Why Hospitals Maintain a CDM
The chargemaster serves two core purposes. First, it establishes the baseline rates hospitals use when negotiating contracts with insurance companies. A higher chargemaster price gives a hospital more room in those negotiations, which is one reason listed prices have risen so steeply over the decades. Second, the CDM supports compliance with federal reporting requirements. Hospitals must be able to document what they charge, and the chargemaster is the single source of truth that feeds into claims submitted to Medicare, Medicaid, and private insurers.
Internally, the CDM also drives revenue capture. When a nurse scans a supply or a technician logs a procedure, the hospital’s billing system pulls the corresponding entry from the chargemaster to generate a charge. That automation is efficient but carries risk: a single coding error in the CDM can be duplicated hundreds or thousands of times before anyone catches it.
Common Problems With Chargemasters
Because the CDM touches every patient bill, errors have outsized consequences. The Healthcare Financial Management Association identifies several recurring risks: charging for the wrong item or service, failing to charge for services that were provided, reporting an incorrect number of units, and triggering claim denials or rejections. Keeping obsolete items in the CDM is another common problem, because outdated entries leave the door open for staff to accidentally select the wrong charge.
Hospitals that don’t regularly audit their chargemasters face financial exposure on both sides. Undercoding means lost revenue. Overcoding can trigger compliance investigations and penalties. Most hospitals assign a dedicated team or hire outside consultants to review and update the CDM at least annually, reconciling it against new CPT codes, discontinued services, and changes in payer contracts.
Price Transparency Rules and Your Access
Since January 1, 2021, every hospital operating in the United States has been required by CMS to post its pricing information online in two formats: a comprehensive machine-readable file containing all items and services, and a consumer-friendly display of common “shoppable” services. As of January 2024, hospitals must include a footer link labeled “Price Transparency” on their website, including the homepage, that goes directly to this data.

## GIVEN RECORDS:
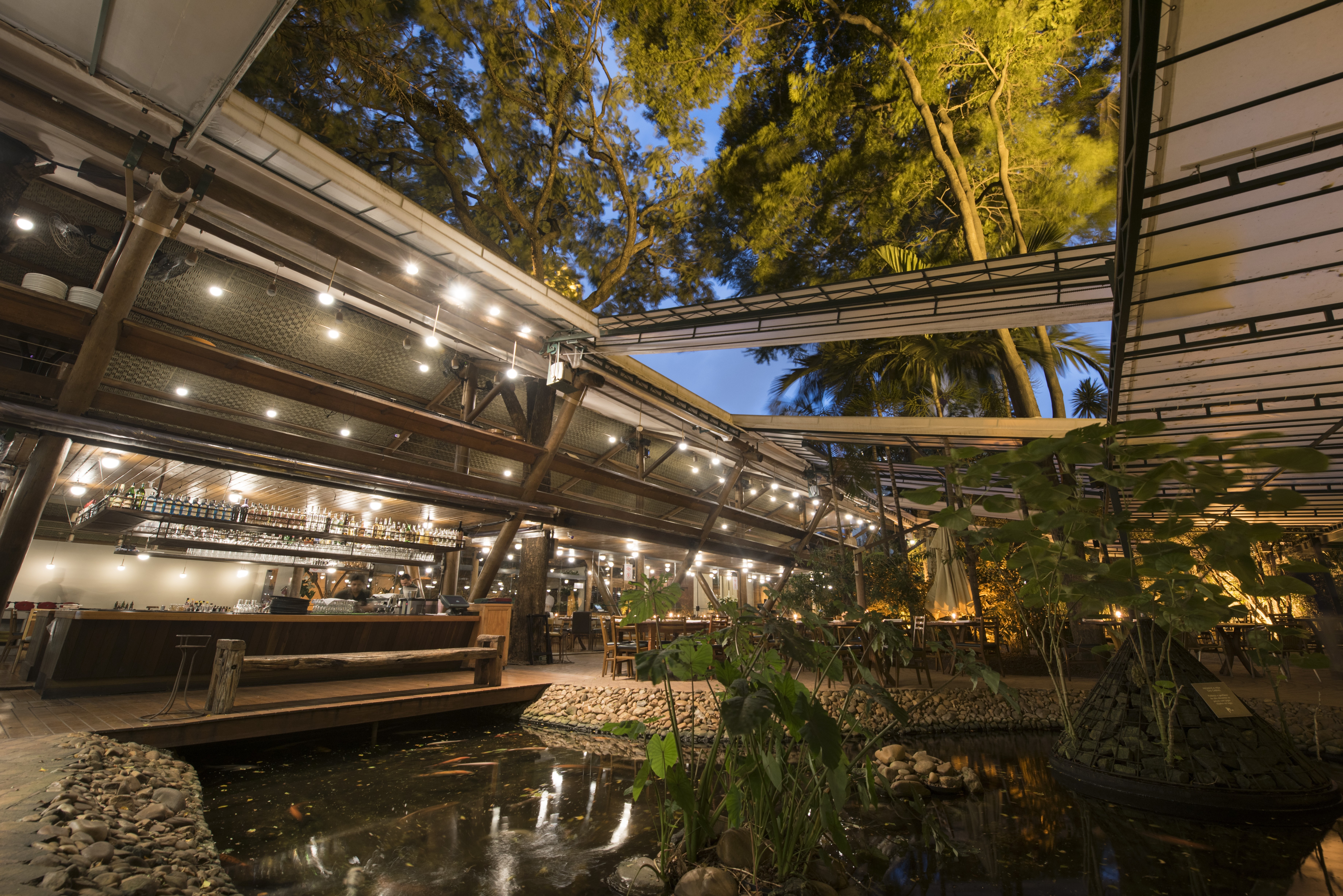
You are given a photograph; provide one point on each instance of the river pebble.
(126, 820)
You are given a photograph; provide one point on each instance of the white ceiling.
(176, 53)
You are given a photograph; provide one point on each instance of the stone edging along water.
(127, 819)
(588, 708)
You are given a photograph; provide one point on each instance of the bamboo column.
(34, 490)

## WHAT YOU ARE ASKED TO DO:
Write the next passage of the excerpt on hospital chargemasters, beginning after its final sentence about the footer link labeled "Price Transparency." The records are independent material and have no connection to the excerpt on hospital chargemasters.

## EXERCISE RESPONSE:
CMS audits a sample of hospitals and investigates complaints, and hospitals that don’t comply face civil monetary penalties. Still, accessing the raw chargemaster file can feel overwhelming. The machine-readable files are designed more for researchers and software developers than for individual patients scrolling through thousands of rows.
How to Use CDM Data as a Patient
CMS is clear that the standard charges posted in a hospital’s chargemaster do not represent your personal out-of-pocket cost or a guaranteed price. Your actual bill depends on your insurance plan, your deductible status, and what services end up being performed. That said, the data is still useful for comparison shopping, especially for planned procedures like imaging or outpatient surgery, where you can look at the same CPT code across multiple hospitals in your area.
For a more personalized number, you have better options. Many hospitals now offer online price estimator tools that factor in your specific insurance coverage and return a single dollar estimate of what you’d owe. Under the No Surprises Act, you can also request a “good faith estimate” from any hospital or provider before a scheduled service. That estimate is legally meaningful: if your final bill exceeds it by a substantial amount, you have grounds to dispute the charge. Using these tools alongside the raw CDM data gives you the clearest picture of what a hospital visit will actually cost.